◆ **TASK DESCRIPTION**: Pick out and copy every line in the records below that contains the word "stem". Case counts.

-------- RECORDS SUPPLIED --------

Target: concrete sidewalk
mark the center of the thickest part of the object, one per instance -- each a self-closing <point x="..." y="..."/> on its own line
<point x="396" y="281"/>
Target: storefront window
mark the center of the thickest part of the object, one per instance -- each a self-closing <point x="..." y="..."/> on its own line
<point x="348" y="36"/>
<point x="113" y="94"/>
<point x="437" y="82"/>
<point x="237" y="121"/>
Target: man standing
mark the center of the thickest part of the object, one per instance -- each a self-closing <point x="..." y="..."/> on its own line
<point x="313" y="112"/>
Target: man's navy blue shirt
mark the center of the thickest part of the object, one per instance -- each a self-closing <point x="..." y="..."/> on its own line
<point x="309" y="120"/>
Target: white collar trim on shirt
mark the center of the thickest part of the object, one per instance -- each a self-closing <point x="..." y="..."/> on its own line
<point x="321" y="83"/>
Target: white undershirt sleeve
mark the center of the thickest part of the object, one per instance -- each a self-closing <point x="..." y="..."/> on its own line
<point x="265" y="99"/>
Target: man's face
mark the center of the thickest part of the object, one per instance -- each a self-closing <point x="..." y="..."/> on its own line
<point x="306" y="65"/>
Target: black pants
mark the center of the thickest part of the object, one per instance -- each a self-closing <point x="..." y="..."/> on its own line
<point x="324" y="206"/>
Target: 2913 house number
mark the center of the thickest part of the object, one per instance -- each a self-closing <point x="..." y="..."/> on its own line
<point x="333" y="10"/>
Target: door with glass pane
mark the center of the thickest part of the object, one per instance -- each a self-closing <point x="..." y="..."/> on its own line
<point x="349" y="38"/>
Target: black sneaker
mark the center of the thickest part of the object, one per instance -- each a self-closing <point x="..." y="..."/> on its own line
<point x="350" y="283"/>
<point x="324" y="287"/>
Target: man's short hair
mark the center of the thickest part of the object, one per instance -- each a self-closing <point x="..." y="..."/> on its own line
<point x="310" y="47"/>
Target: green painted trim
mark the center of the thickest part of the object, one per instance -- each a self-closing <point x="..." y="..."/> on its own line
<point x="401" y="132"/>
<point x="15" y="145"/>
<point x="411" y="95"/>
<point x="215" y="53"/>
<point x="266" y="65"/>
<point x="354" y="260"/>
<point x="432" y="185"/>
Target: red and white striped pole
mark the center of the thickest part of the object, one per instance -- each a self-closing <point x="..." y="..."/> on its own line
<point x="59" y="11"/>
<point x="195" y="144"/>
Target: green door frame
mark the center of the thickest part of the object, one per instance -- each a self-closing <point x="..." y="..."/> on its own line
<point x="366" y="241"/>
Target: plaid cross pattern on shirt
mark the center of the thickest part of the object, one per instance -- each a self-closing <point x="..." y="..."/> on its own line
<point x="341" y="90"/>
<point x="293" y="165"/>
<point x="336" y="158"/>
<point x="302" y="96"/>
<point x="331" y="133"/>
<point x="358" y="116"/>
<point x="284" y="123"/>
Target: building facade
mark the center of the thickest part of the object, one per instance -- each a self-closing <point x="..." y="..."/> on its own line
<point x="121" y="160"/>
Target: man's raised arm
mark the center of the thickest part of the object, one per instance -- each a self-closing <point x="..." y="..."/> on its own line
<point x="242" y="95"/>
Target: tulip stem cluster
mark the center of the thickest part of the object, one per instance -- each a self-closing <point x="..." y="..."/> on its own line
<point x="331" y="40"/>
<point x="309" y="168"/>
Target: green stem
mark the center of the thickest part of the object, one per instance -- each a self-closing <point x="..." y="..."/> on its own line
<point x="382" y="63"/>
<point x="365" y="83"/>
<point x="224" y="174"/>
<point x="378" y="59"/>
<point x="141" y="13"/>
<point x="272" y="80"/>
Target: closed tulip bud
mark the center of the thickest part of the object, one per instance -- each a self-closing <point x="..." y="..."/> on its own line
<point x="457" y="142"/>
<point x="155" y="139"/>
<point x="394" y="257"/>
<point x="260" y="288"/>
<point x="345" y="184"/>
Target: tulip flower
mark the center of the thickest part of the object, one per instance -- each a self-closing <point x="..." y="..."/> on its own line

--------
-------- RECORDS SUPPLIED --------

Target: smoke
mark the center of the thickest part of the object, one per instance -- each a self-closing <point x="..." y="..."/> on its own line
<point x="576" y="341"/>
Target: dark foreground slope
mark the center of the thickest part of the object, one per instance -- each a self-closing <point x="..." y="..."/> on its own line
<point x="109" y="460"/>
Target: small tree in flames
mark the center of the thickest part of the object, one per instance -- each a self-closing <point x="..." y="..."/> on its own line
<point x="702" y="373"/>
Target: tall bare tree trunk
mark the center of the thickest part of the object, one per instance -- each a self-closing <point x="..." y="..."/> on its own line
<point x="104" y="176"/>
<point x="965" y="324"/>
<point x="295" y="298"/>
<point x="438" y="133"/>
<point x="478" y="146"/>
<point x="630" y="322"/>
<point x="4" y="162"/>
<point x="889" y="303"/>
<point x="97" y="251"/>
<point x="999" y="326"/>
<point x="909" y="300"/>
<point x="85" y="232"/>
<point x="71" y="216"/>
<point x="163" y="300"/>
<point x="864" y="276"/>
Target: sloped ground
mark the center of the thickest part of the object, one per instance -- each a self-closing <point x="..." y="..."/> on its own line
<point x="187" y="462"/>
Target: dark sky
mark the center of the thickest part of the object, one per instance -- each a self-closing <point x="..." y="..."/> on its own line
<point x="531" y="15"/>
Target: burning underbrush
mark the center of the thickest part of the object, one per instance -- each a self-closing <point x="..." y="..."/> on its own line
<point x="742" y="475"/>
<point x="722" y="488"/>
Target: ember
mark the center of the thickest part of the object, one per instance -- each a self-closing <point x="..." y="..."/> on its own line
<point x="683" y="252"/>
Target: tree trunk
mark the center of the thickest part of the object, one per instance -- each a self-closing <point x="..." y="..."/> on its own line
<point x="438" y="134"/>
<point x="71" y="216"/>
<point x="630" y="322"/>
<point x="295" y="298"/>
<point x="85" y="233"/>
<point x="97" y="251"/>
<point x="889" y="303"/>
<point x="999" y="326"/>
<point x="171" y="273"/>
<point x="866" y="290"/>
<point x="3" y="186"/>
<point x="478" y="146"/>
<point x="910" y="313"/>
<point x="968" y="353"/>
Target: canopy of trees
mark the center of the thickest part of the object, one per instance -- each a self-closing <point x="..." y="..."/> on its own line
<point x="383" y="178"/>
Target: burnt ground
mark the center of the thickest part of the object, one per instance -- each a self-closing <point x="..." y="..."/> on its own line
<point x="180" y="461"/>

--------
-------- RECORDS SUPPLIED --------

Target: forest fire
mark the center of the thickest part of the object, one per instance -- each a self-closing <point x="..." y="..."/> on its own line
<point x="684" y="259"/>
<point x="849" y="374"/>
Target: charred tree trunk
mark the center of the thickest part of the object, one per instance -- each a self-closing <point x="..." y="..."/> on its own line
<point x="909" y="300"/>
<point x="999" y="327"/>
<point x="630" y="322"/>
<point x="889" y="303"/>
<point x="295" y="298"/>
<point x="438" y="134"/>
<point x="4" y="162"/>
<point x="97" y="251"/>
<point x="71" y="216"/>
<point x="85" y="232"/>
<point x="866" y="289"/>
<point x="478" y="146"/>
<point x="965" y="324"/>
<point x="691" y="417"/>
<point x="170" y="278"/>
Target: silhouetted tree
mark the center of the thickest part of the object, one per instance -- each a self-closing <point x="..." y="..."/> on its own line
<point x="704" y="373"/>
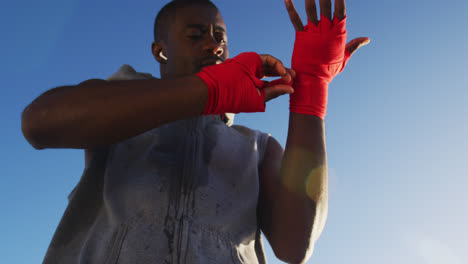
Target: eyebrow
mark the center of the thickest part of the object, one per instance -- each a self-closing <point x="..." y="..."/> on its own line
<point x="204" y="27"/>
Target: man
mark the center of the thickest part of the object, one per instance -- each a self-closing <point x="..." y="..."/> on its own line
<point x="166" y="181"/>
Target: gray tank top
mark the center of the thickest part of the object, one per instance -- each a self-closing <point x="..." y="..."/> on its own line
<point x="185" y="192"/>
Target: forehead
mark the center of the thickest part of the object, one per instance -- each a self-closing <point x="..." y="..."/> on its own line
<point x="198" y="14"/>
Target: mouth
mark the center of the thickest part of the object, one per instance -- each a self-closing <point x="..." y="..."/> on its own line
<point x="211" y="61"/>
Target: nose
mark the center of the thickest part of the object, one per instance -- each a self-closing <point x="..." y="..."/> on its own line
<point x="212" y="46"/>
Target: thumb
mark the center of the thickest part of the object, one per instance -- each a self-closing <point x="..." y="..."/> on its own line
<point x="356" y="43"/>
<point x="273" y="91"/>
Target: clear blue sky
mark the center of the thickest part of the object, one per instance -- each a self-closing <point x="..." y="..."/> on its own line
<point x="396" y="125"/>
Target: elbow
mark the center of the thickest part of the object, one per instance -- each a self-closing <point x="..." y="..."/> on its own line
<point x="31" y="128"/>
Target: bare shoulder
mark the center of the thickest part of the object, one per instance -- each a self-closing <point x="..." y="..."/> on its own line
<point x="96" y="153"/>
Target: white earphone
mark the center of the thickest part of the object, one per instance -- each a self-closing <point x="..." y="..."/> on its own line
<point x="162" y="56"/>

--------

◆ **WORKED ANSWER**:
Target: tulip stem cluster
Target: green stem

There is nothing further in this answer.